- [Exercise aim]: Go through the entries below and work out how many lines include "negative"; give only that number.

┌─ Records provided

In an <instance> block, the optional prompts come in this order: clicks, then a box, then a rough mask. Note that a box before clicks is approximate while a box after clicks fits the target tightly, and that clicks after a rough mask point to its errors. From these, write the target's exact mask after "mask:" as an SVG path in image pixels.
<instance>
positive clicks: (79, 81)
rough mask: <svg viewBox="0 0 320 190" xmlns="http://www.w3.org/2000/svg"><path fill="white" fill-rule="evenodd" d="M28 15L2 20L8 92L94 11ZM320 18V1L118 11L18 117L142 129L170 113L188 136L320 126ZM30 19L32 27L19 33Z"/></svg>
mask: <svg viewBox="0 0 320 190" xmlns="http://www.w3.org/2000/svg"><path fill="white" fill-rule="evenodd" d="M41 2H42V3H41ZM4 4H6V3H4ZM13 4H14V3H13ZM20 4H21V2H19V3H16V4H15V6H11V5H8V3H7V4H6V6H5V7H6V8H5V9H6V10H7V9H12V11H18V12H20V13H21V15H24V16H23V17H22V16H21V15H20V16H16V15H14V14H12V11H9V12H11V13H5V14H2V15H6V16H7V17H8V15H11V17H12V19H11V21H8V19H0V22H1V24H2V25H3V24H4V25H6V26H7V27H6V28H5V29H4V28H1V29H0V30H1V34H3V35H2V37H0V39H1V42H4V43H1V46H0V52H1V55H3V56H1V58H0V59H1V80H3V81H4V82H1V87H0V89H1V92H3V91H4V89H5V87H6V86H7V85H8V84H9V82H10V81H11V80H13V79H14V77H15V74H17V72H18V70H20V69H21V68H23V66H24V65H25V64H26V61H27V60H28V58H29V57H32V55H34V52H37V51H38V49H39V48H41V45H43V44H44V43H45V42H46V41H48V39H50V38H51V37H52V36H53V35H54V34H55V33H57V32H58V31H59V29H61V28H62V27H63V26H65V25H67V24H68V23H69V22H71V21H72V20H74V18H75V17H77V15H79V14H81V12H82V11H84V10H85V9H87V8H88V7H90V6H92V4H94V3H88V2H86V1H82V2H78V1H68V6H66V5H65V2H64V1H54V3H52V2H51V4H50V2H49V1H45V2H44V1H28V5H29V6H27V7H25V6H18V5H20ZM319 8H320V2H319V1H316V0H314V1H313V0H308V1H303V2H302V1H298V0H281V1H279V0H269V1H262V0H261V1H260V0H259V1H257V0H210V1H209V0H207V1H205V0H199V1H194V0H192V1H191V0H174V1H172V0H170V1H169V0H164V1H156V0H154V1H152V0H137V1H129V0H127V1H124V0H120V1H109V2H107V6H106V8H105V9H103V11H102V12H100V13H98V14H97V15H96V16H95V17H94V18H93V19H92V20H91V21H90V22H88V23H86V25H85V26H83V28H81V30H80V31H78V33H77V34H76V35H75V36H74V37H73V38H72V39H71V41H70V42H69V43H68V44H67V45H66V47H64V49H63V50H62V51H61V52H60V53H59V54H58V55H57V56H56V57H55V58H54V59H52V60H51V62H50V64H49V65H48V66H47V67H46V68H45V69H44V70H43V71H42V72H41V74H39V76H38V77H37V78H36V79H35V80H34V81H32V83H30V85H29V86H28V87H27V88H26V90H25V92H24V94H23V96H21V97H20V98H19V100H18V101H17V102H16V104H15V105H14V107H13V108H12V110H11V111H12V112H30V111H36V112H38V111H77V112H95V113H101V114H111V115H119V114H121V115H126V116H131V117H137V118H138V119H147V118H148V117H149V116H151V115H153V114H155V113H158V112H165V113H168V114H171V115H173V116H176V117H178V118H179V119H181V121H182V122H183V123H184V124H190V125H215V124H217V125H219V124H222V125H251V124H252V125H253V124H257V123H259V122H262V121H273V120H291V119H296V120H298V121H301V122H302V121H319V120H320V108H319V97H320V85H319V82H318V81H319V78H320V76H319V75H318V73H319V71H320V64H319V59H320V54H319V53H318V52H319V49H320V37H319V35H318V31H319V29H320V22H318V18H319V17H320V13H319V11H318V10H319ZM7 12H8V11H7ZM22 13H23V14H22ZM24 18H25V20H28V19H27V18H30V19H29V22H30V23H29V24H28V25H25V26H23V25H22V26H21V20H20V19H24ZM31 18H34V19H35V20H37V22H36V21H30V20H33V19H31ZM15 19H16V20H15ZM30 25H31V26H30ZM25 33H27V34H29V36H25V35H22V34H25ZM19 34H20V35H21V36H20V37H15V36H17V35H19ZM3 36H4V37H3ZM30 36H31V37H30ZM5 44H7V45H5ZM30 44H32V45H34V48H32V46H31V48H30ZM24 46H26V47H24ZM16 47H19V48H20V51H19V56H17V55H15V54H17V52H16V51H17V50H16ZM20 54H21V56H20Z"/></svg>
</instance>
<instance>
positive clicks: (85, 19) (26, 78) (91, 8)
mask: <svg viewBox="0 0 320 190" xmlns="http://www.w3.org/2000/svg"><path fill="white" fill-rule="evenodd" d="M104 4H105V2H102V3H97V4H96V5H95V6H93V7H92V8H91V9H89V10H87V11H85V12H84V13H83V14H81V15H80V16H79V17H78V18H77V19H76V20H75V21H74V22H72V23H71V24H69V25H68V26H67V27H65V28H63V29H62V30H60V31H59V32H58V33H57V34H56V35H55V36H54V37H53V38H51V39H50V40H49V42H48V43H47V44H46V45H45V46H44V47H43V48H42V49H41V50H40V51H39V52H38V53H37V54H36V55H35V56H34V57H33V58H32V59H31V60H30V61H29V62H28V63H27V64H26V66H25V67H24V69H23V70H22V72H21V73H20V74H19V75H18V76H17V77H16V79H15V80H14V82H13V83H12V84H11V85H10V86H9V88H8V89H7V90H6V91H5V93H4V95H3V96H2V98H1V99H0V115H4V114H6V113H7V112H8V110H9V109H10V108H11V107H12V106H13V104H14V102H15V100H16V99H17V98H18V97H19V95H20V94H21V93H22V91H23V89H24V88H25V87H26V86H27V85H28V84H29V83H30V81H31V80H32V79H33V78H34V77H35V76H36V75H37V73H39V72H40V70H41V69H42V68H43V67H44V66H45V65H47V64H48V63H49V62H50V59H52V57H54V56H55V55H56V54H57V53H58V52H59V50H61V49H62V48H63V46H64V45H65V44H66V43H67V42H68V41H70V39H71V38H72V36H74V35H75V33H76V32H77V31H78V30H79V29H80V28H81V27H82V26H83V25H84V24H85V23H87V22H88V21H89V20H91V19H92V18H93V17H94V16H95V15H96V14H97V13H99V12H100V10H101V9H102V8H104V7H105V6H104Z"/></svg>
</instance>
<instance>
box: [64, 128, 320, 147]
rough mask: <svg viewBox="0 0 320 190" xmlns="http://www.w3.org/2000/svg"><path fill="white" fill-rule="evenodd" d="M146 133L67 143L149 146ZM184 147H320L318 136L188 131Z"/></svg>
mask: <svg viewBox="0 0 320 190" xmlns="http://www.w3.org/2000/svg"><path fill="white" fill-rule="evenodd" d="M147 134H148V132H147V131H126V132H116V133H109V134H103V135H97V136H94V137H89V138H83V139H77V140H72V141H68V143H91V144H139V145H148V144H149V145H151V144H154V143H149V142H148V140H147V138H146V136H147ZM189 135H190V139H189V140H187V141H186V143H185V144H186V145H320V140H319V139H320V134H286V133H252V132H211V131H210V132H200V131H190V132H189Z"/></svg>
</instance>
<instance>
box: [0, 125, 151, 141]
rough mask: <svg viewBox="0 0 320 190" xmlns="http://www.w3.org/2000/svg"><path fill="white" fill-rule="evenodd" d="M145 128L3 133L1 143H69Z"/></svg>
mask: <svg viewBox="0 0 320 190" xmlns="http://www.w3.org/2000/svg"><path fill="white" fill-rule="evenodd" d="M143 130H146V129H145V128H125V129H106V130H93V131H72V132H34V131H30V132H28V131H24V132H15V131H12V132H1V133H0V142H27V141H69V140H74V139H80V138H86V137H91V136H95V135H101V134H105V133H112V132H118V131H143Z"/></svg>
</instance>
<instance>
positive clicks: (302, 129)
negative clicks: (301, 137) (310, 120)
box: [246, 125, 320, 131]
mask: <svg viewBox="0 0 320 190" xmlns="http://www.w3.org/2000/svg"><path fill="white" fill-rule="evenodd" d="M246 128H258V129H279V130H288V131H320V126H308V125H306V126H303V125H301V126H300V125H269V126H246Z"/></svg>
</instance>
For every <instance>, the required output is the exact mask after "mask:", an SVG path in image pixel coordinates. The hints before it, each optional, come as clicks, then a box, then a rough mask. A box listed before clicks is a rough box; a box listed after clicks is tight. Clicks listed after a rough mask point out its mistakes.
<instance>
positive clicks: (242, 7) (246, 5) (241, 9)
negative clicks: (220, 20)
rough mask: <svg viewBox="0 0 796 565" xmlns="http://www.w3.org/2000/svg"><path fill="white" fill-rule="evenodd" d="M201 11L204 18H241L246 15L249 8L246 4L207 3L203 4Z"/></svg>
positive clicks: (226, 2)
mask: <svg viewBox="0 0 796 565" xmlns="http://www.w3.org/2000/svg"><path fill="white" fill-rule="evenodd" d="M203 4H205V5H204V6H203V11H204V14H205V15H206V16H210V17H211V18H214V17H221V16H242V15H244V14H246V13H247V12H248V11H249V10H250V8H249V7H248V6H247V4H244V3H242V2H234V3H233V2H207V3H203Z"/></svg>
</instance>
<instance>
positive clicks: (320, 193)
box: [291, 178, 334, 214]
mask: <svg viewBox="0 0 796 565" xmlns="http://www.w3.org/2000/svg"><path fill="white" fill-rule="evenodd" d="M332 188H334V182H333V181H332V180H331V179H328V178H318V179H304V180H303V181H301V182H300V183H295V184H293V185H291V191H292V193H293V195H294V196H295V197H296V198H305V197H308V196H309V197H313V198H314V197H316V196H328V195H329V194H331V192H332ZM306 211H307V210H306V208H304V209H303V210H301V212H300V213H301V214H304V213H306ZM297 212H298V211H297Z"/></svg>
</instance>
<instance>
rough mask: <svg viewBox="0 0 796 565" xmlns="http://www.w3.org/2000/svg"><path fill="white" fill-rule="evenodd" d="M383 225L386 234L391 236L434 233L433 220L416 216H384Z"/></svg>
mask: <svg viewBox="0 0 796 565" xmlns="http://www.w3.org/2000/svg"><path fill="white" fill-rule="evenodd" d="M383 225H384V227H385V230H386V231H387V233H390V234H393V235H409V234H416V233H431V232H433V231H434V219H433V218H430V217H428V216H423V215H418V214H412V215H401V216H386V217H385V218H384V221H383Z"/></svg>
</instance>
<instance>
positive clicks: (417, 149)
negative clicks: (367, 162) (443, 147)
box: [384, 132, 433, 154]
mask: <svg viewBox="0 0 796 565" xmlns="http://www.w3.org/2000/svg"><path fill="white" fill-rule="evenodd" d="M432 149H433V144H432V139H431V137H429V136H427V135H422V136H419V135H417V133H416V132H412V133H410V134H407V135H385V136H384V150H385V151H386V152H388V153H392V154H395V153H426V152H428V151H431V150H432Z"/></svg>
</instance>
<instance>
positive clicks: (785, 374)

└─

- [Answer to this task]: 3